- **Task to carry out**: What share of infertility cases in the U.S. do men account for, according to the text on men's lifestyles and sperm quality?

- **Passage to read**:
It’s not clear how the findings from mice apply to humans or how the mechanism works to turn on certain genes, but the research is the latest addition to a growing body of evidence showing that men’s lifestyles affect the quality of their sperm. (Women have long been advised to take folic acid to prevent miscarriage and birth defects.) Among the latest recommendations for men who plan on making babies in the near future: Don’t smoke to protect the size and shape of your sperm. Keep a healthy weight to prevent sperm DNA damage. Exercise to boost your sperm count. Don’t drink too much, and don’t wait too long to try to have children. Not only are men who try to reproduce after the age of 35 more likely to experience infertility, they have more random gene mutations that increase the risk of their children developing autism and schizophrenia. Considering that men account for one-third of infertility cases in the U.S., hopefully these recommendations will help more people have healthier babies.

(MORE: I’ll Take a Sperm Test, to Go: First at-Home Male-Infertility Test Debuts)

Stored dataset items:
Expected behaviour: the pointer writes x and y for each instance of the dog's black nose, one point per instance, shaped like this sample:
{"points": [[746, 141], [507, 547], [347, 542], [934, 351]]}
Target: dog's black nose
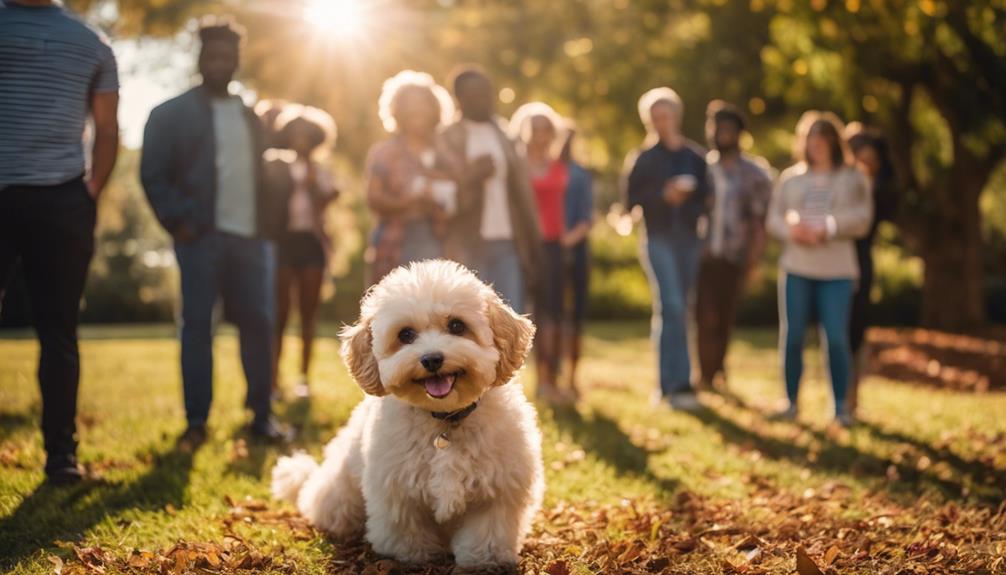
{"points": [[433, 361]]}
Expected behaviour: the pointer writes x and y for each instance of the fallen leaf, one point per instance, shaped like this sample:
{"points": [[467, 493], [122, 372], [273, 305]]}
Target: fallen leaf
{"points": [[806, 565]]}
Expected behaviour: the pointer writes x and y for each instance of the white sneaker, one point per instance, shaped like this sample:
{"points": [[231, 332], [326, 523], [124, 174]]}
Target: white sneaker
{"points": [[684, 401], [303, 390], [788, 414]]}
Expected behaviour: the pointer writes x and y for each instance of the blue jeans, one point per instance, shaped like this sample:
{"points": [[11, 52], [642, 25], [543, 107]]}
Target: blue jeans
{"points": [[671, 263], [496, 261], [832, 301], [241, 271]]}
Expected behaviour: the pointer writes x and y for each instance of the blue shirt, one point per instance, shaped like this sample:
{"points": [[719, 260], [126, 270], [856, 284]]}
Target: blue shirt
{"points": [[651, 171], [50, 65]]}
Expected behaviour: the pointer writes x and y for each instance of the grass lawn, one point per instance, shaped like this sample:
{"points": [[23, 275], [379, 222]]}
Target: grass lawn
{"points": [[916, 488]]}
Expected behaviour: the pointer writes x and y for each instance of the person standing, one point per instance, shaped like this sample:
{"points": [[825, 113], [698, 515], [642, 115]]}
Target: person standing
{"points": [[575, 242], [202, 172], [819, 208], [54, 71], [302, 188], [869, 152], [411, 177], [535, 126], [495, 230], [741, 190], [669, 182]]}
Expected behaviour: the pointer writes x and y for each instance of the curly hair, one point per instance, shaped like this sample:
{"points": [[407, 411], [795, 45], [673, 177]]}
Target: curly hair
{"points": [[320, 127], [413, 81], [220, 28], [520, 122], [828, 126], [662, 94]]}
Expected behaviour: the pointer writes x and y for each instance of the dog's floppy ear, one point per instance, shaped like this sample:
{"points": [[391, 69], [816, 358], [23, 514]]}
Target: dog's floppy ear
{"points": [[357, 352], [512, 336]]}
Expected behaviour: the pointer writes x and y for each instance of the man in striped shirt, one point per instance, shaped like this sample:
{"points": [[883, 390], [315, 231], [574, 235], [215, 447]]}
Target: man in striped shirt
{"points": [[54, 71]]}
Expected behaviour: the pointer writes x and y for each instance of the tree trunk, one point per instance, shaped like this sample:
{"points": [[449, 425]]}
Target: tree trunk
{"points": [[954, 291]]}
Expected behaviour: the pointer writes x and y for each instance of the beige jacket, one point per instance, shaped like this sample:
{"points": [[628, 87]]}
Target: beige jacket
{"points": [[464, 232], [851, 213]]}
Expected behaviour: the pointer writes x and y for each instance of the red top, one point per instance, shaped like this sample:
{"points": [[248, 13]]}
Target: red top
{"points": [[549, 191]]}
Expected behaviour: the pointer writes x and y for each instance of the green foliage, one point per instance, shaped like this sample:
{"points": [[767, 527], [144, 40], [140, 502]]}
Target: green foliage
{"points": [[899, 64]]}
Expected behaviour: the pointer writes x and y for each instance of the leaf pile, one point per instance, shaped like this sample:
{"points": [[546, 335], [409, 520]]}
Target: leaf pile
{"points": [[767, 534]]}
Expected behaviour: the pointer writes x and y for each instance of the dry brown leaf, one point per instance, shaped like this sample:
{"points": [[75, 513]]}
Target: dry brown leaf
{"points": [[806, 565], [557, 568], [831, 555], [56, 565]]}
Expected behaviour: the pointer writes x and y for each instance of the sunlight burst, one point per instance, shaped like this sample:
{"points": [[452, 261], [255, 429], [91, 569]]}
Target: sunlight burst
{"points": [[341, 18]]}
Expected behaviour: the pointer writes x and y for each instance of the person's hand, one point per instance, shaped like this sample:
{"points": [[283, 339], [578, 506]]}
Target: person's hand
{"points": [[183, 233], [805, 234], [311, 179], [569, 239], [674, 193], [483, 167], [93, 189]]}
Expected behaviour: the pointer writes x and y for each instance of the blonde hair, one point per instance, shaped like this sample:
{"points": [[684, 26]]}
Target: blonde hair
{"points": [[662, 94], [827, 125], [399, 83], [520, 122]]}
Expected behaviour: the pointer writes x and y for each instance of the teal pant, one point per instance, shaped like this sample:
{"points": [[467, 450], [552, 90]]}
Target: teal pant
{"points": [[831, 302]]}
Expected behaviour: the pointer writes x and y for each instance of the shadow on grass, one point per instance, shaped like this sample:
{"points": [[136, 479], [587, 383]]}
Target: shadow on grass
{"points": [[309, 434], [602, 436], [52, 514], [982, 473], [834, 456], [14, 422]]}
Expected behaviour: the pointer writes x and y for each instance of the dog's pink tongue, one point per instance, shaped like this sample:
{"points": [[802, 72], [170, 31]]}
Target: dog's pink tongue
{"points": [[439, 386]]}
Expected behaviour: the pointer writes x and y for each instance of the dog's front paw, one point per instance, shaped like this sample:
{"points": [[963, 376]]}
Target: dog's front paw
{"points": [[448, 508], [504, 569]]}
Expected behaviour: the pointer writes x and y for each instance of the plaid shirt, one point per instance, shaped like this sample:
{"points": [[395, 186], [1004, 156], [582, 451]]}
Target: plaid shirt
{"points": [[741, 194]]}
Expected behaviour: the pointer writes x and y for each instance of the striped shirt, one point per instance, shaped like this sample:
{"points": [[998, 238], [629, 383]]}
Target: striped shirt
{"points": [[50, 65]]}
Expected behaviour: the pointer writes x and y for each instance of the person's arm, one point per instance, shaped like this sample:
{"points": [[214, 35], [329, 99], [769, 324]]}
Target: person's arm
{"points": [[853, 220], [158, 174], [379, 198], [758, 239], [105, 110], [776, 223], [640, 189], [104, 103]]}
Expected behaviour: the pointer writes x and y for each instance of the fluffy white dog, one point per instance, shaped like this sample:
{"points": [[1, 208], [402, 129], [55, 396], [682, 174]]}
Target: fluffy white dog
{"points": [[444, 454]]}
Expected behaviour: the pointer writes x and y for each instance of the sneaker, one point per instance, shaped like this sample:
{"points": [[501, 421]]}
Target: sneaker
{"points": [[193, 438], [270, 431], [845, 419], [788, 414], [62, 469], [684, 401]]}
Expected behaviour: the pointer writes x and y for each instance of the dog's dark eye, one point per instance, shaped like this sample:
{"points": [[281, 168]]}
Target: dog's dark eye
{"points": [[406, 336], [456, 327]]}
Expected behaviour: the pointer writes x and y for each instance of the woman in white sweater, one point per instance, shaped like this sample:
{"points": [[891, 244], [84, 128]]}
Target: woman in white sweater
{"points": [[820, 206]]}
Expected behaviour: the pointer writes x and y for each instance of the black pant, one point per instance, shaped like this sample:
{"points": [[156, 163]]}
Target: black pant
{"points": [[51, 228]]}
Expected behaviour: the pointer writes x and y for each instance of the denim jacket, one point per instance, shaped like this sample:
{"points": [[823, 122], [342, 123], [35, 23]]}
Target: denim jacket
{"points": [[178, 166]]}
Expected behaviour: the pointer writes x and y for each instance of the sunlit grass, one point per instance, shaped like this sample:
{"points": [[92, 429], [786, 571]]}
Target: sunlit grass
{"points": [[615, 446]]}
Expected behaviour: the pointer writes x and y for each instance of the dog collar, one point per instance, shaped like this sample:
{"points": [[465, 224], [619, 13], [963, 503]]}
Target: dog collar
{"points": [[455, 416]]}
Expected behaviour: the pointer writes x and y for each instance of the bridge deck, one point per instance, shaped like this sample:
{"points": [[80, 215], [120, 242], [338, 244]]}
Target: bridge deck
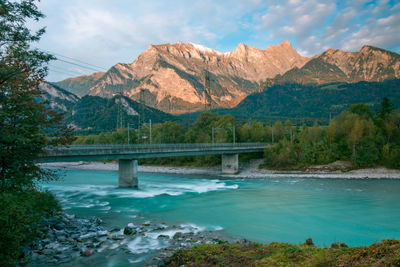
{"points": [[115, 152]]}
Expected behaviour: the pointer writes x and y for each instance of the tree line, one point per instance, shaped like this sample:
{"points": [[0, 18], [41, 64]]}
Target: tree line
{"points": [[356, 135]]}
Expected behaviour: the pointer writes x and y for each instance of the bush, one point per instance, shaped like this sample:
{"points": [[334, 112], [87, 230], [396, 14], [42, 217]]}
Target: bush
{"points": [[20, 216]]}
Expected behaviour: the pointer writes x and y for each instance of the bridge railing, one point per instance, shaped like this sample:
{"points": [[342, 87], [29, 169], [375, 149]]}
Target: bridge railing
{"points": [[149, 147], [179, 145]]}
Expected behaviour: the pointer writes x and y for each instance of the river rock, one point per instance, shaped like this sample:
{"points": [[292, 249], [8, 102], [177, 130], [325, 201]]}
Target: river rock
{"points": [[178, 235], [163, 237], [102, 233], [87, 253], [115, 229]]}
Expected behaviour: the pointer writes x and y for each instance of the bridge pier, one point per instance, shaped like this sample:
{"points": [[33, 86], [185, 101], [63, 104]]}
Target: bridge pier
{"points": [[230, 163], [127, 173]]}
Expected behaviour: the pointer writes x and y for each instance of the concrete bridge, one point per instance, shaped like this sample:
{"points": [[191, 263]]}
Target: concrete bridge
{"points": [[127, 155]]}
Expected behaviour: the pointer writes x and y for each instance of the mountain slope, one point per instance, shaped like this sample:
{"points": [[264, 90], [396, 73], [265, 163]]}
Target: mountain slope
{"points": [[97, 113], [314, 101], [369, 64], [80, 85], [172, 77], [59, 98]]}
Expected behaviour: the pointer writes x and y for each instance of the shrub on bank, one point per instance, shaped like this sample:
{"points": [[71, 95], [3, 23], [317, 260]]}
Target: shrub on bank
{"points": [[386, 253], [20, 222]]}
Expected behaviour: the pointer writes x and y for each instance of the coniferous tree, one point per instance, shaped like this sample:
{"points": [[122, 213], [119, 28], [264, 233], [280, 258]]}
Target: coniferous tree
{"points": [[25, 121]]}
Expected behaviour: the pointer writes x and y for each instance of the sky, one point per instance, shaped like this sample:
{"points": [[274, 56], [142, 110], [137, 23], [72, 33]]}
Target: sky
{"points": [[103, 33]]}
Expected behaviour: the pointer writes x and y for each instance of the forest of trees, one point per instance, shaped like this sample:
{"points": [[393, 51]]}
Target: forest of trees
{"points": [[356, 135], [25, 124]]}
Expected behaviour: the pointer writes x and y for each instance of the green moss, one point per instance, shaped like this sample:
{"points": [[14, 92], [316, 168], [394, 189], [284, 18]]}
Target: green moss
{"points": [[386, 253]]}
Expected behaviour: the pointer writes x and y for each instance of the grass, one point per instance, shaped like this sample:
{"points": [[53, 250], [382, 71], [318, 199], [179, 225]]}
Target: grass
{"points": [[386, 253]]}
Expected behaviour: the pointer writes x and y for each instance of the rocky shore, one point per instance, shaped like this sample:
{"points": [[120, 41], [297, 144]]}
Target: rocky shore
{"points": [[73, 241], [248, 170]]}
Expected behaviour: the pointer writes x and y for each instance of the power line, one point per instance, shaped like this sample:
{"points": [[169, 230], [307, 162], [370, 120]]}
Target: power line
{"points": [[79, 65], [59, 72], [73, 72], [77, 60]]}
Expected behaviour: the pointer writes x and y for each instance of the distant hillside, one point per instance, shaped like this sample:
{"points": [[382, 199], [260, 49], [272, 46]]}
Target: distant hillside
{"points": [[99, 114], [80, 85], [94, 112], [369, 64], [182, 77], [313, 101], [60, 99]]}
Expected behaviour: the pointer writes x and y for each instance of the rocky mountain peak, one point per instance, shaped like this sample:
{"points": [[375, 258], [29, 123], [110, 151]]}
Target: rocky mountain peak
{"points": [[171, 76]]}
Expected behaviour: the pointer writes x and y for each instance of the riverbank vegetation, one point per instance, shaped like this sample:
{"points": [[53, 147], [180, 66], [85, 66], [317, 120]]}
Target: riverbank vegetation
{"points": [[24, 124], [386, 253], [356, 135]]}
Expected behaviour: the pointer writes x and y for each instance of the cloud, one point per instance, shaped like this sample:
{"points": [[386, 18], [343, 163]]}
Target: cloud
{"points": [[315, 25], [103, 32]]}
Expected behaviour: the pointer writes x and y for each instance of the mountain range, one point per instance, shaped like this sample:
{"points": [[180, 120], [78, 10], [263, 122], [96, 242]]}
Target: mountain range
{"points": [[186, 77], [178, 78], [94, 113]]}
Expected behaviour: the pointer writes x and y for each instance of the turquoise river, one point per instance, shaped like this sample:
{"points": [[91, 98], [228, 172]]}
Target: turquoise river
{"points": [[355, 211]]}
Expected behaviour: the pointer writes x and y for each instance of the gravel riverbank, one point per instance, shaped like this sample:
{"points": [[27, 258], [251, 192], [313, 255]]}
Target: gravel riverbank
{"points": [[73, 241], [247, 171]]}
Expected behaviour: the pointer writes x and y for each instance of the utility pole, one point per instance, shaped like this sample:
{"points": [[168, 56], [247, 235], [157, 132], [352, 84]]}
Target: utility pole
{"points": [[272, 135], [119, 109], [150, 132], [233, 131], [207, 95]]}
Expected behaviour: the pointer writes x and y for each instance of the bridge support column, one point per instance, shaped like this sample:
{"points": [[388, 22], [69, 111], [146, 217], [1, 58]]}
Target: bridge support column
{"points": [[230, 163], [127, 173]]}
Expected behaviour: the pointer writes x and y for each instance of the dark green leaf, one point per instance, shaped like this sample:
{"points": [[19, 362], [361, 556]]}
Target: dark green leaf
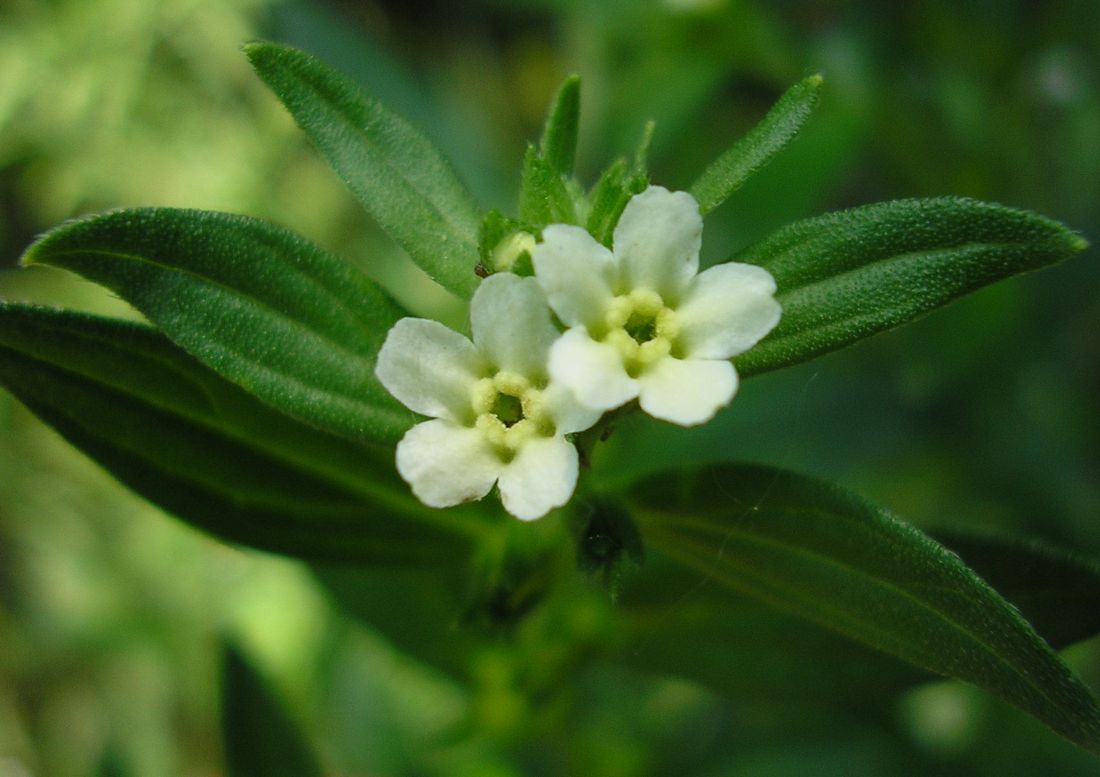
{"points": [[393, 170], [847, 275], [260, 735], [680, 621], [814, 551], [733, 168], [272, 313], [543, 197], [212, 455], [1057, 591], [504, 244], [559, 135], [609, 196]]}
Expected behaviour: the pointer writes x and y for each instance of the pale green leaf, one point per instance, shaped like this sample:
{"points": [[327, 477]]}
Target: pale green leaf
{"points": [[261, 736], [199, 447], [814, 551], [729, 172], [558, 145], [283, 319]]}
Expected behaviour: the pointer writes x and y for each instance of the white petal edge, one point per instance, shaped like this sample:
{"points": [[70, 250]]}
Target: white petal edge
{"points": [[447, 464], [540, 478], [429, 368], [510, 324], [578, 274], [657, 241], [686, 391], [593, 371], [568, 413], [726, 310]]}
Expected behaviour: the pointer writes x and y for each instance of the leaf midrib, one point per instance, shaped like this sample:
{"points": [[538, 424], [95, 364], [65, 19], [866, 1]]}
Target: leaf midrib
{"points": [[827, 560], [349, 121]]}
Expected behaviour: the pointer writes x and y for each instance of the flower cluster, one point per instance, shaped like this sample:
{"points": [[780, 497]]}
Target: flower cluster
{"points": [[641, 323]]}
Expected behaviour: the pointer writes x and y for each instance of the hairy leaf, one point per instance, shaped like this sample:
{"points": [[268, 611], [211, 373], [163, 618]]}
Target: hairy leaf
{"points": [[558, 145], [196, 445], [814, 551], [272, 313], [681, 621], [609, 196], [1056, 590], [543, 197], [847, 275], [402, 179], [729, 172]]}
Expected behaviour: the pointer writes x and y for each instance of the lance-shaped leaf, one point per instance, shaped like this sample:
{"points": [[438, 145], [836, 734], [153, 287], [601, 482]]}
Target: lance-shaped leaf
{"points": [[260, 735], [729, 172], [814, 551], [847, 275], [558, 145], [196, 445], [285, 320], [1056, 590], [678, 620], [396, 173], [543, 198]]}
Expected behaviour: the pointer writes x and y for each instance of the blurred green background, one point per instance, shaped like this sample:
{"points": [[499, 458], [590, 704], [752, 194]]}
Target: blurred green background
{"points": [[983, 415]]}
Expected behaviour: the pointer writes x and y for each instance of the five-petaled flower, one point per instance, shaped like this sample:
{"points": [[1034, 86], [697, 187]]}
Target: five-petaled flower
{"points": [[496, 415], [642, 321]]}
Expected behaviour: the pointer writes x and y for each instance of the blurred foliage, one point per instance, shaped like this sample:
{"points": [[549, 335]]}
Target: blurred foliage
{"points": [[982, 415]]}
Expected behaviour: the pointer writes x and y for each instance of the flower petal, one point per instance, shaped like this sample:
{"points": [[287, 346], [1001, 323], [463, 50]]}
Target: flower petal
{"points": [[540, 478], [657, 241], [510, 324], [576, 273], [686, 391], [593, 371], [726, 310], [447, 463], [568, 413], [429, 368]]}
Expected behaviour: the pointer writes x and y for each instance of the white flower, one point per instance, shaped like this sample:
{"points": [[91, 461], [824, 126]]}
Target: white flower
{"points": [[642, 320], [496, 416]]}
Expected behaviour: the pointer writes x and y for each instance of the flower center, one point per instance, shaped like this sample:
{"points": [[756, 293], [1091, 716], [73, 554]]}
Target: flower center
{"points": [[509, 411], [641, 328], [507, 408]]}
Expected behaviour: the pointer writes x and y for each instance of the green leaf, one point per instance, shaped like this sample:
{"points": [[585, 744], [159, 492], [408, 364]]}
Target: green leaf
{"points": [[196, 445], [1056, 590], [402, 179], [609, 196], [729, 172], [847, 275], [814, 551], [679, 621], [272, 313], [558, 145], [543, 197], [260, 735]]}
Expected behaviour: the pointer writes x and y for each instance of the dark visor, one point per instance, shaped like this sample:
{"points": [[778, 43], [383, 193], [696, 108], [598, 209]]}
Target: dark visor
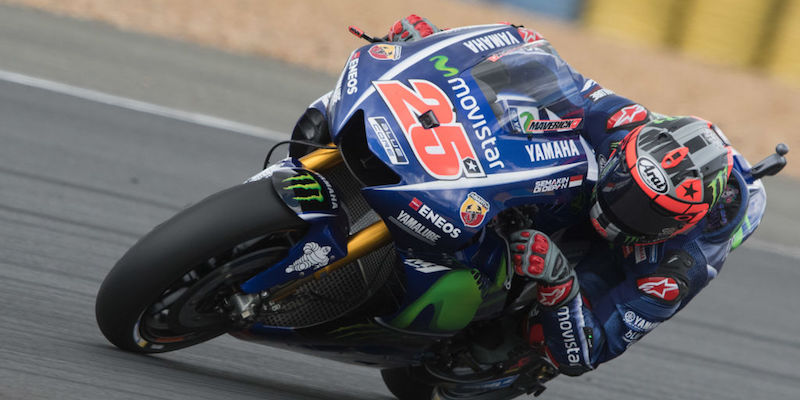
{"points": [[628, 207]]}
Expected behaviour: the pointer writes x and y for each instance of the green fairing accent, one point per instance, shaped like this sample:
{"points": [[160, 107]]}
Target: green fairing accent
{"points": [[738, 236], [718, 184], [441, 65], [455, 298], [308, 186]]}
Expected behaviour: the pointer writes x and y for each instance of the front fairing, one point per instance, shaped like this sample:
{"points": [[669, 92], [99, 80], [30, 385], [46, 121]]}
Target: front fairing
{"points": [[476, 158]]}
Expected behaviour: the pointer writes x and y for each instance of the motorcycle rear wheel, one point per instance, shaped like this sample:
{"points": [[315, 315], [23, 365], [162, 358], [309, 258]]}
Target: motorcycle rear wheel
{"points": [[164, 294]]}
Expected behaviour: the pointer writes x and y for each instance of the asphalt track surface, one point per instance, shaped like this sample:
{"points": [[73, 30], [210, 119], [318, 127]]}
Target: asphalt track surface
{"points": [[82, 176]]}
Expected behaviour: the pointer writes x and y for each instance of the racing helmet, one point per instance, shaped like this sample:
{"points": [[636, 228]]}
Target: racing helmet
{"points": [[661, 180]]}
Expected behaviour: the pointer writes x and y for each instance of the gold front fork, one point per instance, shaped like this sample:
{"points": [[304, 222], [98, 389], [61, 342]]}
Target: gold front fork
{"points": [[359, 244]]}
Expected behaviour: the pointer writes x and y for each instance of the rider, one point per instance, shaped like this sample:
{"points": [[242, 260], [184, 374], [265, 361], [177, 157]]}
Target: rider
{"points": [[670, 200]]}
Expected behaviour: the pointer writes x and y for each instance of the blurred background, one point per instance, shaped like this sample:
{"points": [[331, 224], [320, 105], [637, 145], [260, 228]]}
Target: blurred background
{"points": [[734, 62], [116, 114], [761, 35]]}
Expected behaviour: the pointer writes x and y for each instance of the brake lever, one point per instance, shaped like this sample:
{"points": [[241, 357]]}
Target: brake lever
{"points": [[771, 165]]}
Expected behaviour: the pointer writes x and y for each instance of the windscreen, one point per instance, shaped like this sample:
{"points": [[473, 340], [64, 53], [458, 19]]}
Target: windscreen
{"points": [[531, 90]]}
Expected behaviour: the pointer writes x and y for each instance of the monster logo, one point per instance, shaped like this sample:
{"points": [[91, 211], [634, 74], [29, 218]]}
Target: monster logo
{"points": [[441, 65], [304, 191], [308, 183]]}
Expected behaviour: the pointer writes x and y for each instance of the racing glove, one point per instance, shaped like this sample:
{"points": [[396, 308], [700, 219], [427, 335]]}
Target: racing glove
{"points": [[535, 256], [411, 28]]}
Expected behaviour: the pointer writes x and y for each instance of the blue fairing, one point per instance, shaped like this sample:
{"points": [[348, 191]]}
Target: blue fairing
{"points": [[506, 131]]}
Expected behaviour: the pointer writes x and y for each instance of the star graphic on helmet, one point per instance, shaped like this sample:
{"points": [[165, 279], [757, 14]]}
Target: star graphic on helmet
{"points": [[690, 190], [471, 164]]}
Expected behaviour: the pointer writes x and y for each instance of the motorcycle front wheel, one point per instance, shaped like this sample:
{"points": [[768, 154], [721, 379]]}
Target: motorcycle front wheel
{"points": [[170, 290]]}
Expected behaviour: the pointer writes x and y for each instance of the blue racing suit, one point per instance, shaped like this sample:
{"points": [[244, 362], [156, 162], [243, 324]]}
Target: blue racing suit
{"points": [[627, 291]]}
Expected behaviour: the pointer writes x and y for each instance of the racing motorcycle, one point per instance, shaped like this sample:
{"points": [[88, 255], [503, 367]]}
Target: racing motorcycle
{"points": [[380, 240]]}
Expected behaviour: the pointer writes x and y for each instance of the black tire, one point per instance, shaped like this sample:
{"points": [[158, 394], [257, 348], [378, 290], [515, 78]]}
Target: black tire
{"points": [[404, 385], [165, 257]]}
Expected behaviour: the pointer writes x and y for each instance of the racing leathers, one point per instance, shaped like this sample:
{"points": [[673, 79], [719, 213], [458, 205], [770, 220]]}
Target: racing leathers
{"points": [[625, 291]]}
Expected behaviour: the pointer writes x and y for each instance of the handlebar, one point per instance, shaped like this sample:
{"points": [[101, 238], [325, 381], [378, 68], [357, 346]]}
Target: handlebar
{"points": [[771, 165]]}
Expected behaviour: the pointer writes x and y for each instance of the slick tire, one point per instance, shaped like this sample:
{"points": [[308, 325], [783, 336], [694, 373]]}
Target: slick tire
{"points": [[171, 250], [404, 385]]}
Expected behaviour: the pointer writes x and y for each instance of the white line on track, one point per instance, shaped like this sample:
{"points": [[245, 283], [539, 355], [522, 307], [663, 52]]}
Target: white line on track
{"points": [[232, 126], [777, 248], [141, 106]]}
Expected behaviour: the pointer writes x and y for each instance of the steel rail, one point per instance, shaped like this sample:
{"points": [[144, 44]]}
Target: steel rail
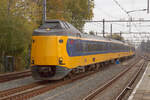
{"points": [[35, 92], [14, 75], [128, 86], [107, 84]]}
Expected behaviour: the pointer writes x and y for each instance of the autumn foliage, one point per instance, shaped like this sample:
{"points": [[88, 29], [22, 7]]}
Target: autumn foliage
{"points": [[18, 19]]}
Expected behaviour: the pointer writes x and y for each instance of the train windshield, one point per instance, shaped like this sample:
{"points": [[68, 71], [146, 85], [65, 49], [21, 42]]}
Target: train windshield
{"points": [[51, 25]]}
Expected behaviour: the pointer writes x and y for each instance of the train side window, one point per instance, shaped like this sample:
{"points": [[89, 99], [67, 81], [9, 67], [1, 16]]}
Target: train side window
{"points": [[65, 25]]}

- **Result of this task**: One-third.